- SELECTED PASSAGE
Sunday, December 5, 2010

Life Lines 61

TEDDY ROOSEVELT’S ESTATE AT OYSTER BAY


I seldom visit the treasures that abound around us. When I grew up in NY City I did not see a performance of the Metropolitan Opera until I attended Indiana University at Bloomington which has a superb musical school where the Met during off season used to perform. I went to the top of the Empire State Building once. I climbed to the lamp of the Statue of Liberty once. But I saw the Museum of Natural History and the Metropolitan Museum of Art hundreds of times. I can’t use the argument I used in the Depression years that I could only attend places that were free or affordable for not seeing the Roosevelt estate at Sagamore Hill until recently. It is a remarkable federal park asset that is low in admission price and insists on providing a guided tour only. That gives the visitor a chance to learn a lot of history going from room to room looking at the life of a remarkable person who ranks among our more successful presidents. I knew of him as a military hero, as a conservationist, and as a trust buster. I did not realize how much ill health he had to contend with in his personal life and the terrible tragedy of the death of his first wife after childbirth.

Roosevelt made Americans aware of the natural beauty that would soon disappear if he had not initiated the establishment of national parks. He loved the outdoors and enjoyed exploring in distant countries. He preached the virtues of hard work and high ethical standards and he lived up to those virtues. He was a brave man and put his life at risk, serving as a model for his children. The death of his son in battle during World War I was a crushing emotional blow for him. I am grateful that the American Museum of Natural History honors his memory with a statue of him on horseback facing Central Park. I owe my life long love of studying biology to that museum and thus indirectly to Teddy Roosevelt.

- PROVIDED RECORDS
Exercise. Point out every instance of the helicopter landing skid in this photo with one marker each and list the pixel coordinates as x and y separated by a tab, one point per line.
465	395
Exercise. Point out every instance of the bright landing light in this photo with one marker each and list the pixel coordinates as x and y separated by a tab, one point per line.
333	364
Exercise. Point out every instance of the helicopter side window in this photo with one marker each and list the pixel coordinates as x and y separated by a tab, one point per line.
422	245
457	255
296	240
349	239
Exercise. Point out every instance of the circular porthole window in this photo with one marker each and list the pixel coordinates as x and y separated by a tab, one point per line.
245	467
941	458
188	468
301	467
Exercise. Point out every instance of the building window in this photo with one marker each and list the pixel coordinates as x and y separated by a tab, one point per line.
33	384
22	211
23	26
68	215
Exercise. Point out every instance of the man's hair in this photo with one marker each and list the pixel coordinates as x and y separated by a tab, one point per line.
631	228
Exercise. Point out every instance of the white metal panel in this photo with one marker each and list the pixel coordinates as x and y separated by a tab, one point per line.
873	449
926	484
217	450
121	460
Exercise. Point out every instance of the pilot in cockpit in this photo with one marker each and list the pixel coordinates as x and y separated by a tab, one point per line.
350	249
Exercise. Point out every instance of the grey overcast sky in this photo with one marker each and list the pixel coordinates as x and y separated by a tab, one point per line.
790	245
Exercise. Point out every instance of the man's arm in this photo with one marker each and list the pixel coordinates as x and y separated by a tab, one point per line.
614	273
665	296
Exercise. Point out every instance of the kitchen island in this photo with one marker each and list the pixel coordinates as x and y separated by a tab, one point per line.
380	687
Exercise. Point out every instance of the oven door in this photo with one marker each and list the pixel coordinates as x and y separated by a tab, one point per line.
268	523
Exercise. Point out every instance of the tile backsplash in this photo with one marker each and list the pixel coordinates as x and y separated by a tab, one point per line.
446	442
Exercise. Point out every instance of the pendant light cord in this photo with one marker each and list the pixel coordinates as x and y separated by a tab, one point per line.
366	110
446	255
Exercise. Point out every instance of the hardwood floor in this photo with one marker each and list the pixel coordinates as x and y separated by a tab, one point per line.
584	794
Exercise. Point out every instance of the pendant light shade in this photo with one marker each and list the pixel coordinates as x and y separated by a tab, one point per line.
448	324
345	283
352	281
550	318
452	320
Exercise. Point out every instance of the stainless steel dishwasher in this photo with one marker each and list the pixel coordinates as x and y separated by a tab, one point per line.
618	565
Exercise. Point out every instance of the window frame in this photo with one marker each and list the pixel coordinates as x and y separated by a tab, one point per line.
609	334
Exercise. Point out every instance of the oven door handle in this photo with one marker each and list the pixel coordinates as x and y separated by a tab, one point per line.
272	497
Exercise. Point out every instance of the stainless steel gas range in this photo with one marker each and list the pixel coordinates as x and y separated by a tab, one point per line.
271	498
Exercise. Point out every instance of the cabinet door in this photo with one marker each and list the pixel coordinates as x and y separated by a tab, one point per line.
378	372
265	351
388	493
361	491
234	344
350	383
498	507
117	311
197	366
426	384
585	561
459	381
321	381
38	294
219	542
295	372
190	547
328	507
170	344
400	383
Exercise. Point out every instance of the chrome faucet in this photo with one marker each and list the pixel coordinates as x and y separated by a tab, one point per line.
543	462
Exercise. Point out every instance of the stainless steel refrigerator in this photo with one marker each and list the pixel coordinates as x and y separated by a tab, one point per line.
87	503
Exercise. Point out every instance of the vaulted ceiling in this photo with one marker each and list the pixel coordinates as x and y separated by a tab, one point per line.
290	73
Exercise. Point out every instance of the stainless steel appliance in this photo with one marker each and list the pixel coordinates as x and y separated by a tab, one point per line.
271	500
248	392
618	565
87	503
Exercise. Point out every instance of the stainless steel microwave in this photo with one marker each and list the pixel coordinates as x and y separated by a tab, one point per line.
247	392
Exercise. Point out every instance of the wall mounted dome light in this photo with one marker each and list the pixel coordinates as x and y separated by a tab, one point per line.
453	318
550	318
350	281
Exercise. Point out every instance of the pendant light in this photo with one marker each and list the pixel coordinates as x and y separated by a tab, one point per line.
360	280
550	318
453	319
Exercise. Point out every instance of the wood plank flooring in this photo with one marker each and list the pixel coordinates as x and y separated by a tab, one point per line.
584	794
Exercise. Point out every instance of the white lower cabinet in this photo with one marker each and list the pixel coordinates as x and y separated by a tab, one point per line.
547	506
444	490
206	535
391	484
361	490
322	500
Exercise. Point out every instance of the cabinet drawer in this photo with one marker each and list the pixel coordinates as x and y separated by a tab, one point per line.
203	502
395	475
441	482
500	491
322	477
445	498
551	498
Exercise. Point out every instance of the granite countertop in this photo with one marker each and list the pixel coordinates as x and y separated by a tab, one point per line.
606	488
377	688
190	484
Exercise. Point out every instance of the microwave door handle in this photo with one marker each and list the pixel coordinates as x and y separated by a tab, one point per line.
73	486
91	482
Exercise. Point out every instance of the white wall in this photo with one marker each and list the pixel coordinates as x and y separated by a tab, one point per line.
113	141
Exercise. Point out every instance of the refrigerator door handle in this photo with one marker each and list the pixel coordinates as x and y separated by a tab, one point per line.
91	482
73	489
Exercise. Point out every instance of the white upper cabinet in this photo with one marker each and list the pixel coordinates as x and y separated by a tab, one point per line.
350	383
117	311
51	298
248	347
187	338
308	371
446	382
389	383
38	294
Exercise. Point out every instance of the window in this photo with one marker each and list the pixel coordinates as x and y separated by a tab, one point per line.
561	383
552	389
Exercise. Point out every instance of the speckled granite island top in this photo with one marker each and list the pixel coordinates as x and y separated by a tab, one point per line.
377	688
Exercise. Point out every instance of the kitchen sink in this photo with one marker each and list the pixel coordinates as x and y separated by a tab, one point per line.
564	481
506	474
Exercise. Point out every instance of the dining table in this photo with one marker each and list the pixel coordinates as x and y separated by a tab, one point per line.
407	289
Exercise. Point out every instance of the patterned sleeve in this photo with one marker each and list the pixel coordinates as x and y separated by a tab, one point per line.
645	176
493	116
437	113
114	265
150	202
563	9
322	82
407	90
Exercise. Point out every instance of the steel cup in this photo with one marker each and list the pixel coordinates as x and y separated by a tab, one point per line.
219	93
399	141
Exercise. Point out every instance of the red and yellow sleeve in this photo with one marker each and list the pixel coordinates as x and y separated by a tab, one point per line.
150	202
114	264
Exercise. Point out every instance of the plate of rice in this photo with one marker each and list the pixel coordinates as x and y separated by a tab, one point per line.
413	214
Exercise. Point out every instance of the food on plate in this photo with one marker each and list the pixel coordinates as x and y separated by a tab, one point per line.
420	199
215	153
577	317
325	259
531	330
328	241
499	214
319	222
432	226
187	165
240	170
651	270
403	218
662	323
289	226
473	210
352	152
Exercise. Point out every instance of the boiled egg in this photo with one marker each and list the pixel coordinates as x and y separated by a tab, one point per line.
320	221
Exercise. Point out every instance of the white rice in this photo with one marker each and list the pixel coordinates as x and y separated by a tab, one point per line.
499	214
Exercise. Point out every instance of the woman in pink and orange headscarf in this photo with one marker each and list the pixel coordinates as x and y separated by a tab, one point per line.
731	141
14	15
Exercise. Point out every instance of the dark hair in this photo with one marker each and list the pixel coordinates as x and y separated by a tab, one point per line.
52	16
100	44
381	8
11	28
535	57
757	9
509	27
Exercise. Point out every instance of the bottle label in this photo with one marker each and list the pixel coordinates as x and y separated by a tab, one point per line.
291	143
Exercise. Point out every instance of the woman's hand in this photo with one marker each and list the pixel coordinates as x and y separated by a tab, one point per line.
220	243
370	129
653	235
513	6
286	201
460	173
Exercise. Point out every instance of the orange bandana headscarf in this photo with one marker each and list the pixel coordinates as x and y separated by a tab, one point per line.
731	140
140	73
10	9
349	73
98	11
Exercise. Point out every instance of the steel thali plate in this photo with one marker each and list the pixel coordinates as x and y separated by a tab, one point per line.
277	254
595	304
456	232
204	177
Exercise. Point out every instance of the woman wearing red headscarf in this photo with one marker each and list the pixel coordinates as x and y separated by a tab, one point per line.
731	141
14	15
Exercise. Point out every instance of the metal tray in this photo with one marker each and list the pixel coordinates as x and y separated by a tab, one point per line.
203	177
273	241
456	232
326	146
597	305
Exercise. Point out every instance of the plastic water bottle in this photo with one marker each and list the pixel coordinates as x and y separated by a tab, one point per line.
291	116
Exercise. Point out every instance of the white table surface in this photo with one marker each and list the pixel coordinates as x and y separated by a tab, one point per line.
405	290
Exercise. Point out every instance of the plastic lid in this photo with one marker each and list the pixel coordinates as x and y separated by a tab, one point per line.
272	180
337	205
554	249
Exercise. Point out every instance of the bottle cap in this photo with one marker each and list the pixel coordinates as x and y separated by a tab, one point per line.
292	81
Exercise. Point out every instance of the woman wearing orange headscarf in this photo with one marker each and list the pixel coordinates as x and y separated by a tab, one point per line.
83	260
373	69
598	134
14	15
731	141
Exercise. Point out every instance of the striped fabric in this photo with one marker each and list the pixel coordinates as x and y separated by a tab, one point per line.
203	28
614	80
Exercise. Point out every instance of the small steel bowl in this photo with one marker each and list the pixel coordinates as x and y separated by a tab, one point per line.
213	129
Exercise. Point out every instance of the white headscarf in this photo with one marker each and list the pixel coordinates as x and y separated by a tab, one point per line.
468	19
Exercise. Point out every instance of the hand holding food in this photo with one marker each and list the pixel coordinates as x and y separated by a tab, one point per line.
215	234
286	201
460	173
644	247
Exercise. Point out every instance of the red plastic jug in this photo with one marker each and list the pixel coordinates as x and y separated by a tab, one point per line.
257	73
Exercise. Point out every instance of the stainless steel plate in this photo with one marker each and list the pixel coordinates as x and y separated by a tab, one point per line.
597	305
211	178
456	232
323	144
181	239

--

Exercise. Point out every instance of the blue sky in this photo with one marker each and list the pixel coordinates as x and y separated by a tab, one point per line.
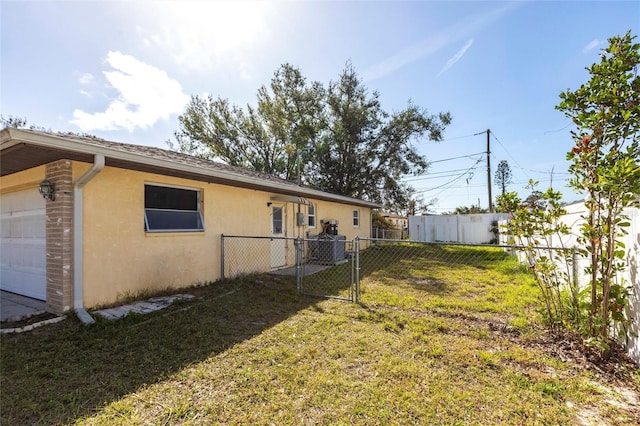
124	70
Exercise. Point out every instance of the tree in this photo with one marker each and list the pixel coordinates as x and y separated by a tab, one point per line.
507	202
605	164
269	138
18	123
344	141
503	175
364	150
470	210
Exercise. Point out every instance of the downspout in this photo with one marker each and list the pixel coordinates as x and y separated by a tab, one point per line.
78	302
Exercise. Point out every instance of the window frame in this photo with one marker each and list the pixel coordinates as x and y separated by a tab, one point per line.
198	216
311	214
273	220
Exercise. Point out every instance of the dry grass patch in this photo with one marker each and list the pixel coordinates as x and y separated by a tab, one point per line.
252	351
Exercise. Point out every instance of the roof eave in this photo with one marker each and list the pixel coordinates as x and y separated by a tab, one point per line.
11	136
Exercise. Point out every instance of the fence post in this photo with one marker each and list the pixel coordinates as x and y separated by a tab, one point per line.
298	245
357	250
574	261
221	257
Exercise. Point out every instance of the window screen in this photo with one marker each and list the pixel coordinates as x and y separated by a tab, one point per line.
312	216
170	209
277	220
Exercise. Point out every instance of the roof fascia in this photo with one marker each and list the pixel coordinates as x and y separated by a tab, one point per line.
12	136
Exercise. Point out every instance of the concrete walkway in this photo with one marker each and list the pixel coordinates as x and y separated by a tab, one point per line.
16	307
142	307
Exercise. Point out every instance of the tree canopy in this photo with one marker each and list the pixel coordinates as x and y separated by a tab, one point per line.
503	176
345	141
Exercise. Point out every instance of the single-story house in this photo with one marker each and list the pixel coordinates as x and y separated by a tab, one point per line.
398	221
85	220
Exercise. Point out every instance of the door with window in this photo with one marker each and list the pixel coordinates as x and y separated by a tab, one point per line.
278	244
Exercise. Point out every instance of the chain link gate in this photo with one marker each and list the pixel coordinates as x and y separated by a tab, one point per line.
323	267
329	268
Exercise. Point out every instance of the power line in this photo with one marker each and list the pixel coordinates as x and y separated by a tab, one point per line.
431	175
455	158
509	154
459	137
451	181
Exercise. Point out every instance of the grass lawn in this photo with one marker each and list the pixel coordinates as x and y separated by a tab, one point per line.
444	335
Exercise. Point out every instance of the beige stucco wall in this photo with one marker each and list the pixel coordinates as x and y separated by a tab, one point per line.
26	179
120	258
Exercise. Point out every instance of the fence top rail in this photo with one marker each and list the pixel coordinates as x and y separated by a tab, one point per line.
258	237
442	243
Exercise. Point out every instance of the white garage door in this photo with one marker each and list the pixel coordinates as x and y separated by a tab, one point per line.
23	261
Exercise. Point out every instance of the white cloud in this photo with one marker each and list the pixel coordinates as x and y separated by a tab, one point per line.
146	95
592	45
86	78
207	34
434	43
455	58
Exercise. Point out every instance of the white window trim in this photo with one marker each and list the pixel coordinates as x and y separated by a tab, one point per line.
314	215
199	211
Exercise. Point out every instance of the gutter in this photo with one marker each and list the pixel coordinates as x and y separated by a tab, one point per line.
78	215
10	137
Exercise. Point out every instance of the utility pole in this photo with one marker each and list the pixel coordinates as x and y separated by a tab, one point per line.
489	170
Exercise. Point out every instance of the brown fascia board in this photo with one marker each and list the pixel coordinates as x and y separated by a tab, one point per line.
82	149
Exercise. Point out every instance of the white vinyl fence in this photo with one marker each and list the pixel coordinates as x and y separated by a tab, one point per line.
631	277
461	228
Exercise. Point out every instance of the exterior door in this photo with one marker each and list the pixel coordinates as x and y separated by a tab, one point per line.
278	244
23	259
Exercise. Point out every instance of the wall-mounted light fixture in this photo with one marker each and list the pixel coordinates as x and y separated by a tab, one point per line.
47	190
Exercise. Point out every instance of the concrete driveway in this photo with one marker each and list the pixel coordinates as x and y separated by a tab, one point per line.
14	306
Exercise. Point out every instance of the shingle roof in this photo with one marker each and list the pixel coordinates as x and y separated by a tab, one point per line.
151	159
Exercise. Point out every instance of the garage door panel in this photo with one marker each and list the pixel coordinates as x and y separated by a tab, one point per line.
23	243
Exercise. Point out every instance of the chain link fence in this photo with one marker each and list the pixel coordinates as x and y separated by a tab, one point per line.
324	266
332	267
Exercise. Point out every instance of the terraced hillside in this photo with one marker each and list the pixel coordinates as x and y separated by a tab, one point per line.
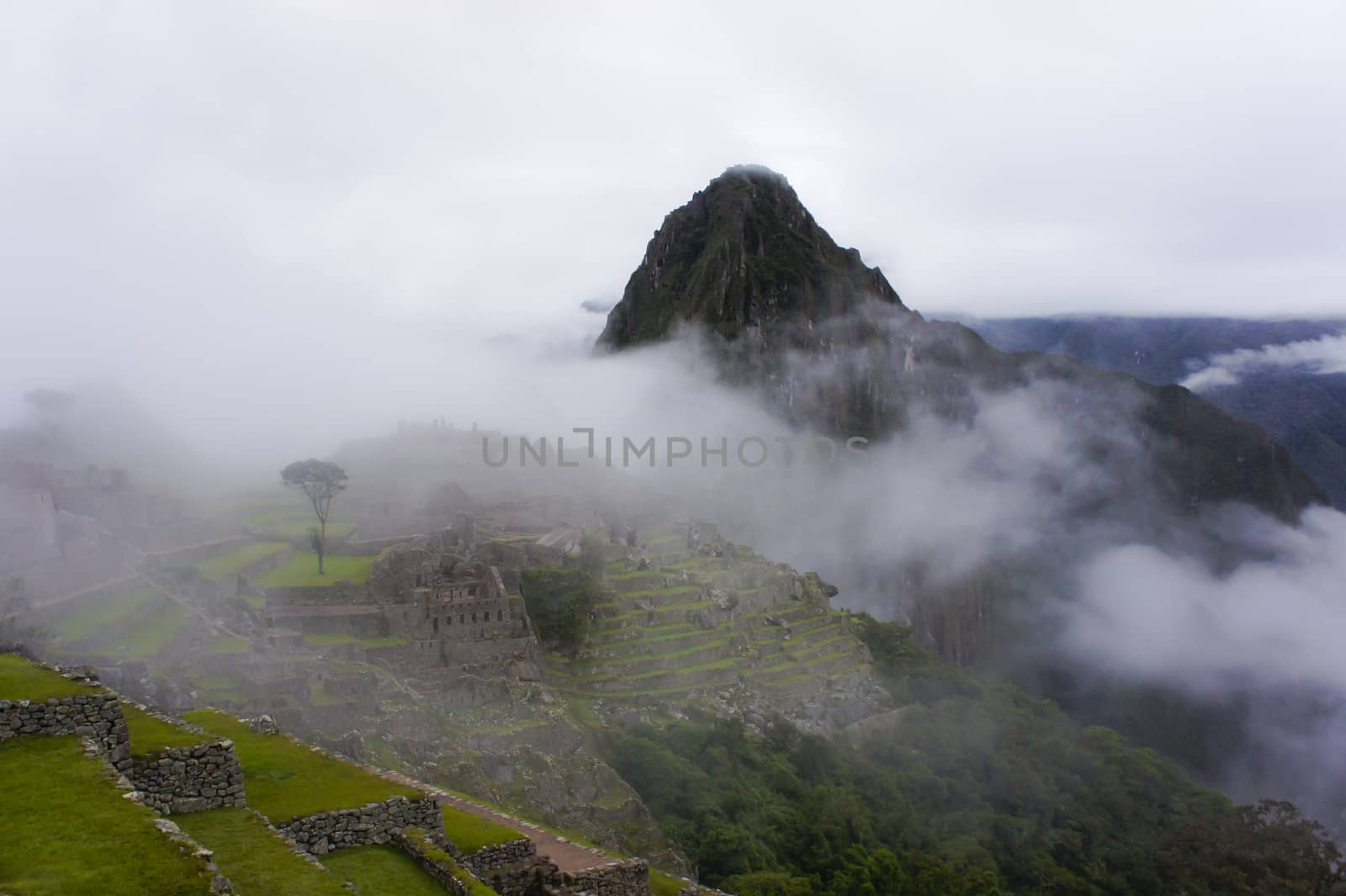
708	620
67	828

==

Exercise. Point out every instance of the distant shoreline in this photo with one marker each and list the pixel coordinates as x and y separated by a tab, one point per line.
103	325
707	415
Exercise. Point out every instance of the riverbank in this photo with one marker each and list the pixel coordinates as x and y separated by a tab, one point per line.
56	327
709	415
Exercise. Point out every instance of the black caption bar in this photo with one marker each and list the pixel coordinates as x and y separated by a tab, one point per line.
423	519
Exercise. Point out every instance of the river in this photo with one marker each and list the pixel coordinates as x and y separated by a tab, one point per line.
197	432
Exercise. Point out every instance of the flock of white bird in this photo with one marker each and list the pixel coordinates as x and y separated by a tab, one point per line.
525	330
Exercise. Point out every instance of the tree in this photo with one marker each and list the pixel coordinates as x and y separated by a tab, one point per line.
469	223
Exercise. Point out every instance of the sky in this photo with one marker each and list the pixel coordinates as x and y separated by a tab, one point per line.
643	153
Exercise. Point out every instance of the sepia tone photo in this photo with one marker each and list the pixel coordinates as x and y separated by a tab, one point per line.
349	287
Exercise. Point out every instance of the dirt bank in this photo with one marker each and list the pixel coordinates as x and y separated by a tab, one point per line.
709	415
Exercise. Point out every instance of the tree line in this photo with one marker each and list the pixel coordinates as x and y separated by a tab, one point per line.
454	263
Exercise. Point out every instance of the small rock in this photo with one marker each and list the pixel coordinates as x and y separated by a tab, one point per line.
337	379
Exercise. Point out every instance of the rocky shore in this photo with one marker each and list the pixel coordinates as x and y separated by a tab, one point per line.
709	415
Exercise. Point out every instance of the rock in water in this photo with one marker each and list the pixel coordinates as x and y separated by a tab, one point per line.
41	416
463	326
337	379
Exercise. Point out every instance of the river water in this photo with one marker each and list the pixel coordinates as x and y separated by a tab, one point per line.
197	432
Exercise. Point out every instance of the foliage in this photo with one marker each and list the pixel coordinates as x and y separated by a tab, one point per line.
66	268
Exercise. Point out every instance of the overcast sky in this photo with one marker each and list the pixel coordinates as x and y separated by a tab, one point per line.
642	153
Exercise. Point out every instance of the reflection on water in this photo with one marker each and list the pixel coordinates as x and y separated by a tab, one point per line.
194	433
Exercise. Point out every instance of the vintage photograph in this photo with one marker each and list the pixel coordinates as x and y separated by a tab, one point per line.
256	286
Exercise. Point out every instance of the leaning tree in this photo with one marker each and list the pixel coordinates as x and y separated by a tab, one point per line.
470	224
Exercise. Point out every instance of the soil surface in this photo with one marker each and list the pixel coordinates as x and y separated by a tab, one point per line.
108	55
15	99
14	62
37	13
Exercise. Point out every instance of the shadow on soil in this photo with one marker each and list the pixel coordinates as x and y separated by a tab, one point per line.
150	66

- THE TASK
In the entry on Teddy Roosevelt's estate at Oyster Bay, what three things does the writer say they already knew Roosevelt as?

- RESULT FOR THIS TASK
A military hero, a conservationist, and a trust buster.